SET TASK –
Lines from the one containing "tag the clear label window on bag" through the last line of the data are to be repeated word for word, both ends included.

AVAILABLE DATA –
■ ■ ■ ■

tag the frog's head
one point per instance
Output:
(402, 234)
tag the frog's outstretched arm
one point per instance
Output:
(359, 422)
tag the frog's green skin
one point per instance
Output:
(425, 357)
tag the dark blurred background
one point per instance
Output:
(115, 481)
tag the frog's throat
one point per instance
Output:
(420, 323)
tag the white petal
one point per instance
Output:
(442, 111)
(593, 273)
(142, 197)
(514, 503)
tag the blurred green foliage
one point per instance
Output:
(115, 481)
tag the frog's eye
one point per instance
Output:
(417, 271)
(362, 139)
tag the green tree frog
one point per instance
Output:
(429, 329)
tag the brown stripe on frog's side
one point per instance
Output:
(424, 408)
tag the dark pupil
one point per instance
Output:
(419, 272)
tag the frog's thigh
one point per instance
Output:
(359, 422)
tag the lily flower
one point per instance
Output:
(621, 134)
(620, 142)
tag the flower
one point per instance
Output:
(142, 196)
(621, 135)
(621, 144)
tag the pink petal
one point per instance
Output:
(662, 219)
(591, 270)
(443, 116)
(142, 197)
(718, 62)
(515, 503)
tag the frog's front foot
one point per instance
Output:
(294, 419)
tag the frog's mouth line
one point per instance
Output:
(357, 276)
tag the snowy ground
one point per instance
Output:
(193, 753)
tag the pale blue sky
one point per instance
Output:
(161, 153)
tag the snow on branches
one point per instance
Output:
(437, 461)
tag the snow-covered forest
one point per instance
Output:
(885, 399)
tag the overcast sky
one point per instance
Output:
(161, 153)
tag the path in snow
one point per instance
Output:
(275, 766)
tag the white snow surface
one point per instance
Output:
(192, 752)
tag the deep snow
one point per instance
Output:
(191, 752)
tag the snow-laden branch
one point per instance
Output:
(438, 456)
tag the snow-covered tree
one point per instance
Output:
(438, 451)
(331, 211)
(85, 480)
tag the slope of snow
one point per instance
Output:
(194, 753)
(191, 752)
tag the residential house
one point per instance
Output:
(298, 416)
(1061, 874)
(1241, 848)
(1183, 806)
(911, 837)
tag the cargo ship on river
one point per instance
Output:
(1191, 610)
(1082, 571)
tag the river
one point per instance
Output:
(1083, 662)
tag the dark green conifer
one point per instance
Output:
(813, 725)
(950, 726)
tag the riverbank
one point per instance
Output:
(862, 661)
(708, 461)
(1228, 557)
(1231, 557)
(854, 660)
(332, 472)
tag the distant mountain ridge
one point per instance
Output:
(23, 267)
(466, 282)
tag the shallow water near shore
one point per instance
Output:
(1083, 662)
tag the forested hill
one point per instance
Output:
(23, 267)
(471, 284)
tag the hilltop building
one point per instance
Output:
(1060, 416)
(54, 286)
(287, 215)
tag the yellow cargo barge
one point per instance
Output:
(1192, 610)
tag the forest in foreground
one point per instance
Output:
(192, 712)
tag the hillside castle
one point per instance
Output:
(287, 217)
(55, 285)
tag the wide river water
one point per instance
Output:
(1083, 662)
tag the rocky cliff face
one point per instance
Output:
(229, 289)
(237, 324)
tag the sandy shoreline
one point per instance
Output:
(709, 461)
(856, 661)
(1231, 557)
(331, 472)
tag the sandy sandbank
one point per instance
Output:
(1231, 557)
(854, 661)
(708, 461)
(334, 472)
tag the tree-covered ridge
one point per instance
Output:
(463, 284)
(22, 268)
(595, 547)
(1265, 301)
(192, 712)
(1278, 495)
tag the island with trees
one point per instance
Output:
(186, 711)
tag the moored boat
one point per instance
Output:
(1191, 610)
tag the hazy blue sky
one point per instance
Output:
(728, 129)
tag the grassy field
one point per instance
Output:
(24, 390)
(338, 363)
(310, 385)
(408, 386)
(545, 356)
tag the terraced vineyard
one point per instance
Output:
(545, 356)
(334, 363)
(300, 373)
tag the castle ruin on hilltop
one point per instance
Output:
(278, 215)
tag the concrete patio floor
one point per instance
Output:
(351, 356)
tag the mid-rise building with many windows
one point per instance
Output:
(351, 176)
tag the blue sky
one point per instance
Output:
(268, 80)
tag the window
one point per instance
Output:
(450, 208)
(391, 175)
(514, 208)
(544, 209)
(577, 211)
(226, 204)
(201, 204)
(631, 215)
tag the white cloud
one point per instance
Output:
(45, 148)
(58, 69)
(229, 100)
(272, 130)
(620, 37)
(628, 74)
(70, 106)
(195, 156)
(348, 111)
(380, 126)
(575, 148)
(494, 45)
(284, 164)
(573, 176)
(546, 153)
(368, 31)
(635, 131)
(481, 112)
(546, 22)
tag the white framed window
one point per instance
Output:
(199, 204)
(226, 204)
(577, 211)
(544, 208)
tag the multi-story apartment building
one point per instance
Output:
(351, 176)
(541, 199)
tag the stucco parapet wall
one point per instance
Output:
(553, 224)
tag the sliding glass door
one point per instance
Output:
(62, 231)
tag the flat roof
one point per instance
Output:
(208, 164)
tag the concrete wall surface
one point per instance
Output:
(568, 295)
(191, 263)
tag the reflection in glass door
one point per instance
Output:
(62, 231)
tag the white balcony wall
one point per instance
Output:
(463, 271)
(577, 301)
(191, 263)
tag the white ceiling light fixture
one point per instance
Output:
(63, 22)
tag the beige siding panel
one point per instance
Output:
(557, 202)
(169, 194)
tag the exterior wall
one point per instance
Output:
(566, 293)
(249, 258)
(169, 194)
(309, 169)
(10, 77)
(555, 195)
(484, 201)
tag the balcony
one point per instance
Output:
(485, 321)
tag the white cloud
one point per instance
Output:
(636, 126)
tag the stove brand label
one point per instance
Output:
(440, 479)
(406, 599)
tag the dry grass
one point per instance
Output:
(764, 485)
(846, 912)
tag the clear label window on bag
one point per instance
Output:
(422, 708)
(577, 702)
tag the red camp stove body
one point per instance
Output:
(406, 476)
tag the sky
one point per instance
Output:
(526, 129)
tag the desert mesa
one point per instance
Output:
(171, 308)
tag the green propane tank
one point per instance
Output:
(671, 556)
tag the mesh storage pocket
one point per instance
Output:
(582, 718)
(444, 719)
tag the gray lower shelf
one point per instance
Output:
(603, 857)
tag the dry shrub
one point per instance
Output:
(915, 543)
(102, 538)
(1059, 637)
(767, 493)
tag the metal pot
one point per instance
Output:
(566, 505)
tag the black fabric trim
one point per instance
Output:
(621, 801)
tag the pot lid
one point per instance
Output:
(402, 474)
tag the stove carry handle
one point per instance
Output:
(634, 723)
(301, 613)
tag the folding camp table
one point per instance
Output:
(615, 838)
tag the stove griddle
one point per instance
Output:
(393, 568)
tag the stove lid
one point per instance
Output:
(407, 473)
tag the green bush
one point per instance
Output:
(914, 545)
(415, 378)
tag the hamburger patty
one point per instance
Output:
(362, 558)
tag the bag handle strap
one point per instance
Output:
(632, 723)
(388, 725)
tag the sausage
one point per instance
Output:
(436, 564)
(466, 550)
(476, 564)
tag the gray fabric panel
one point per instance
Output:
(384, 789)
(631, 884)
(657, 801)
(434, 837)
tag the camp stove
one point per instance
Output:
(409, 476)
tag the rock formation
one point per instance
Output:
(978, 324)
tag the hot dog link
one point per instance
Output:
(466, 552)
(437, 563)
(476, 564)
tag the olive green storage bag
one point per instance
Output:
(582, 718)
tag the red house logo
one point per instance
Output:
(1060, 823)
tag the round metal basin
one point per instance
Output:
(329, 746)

■ ■ ■ ■

FULL RESPONSE –
tag the clear label window on bag
one point per instance
Output:
(422, 708)
(577, 702)
tag the red camp stove body
one point per instance
Output:
(406, 476)
tag the sky
one point per instance
Output:
(526, 129)
tag the desert mesa
one point per instance
Output:
(171, 308)
tag the green propane tank
one point per instance
Output:
(671, 556)
tag the mesh storage pocket
one point per instance
Output:
(582, 718)
(444, 719)
tag the gray lower shelf
one point per instance
Output:
(603, 857)
tag the dry shrub
one point per instance
Output:
(915, 543)
(102, 538)
(1059, 637)
(767, 493)
tag the metal pot
one point per instance
Output:
(566, 505)
tag the black fabric trim
one point per instance
Output:
(621, 801)
tag the pot lid
one point per instance
Output:
(402, 474)
tag the stove carry handle
one point per instance
Output:
(634, 723)
(301, 613)
tag the folding camp table
one point per instance
Output:
(615, 838)
tag the stove griddle
one point per instance
Output:
(393, 568)
tag the stove lid
one point per instance
Output:
(407, 473)
tag the green bush
one point per instance
Output:
(914, 545)
(415, 378)
tag the hamburger patty
one point per instance
Output:
(362, 558)
tag the bag handle strap
one point per instance
Output:
(632, 723)
(388, 725)
tag the sausage
one point per instance
Output:
(436, 564)
(466, 550)
(476, 564)
tag the gray fabric panel
one point per instance
Output:
(384, 789)
(631, 884)
(657, 801)
(434, 837)
tag the camp stove
one point per instance
Output:
(409, 476)
tag the rock formation
one point per instance
Output:
(978, 324)
tag the hot dog link
one point per instance
Output:
(466, 552)
(437, 563)
(476, 564)
tag the olive green storage bag
one point per instance
Output:
(582, 718)
tag the red house logo
one point per instance
Output:
(1060, 823)
tag the round metal basin
one point per instance
Output:
(329, 746)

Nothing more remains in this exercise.